— start of INPUT ROWS —
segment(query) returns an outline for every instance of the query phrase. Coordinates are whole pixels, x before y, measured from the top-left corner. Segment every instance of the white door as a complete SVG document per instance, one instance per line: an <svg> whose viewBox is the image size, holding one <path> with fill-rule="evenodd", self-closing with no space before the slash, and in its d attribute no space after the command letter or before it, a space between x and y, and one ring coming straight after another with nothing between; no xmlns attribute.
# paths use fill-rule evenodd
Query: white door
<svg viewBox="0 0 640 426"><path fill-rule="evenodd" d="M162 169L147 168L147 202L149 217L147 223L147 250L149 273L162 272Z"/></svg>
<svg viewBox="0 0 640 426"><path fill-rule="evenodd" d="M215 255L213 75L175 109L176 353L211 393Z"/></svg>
— end of INPUT ROWS —
Retype the lines of data above exactly as they appear, keeping every character unchanged.

segment(query) returns an outline for every instance of the query phrase. Coordinates are whole pixels, x before y, measured from the top-left corner. Segment every instance of the white door as a complete SVG document per instance, one instance per line: an <svg> whose viewBox is the image size, holding one <path> with fill-rule="evenodd", self-closing with no space before the slash, and in its d attribute no space after the command letter or before it, a space between x and y, and one ring coming straight after another with nothing between; no xmlns attribute.
# paths use fill-rule evenodd
Query: white door
<svg viewBox="0 0 640 426"><path fill-rule="evenodd" d="M162 169L147 168L147 202L149 217L147 223L147 250L149 273L162 272Z"/></svg>
<svg viewBox="0 0 640 426"><path fill-rule="evenodd" d="M215 255L213 75L175 109L176 353L211 393Z"/></svg>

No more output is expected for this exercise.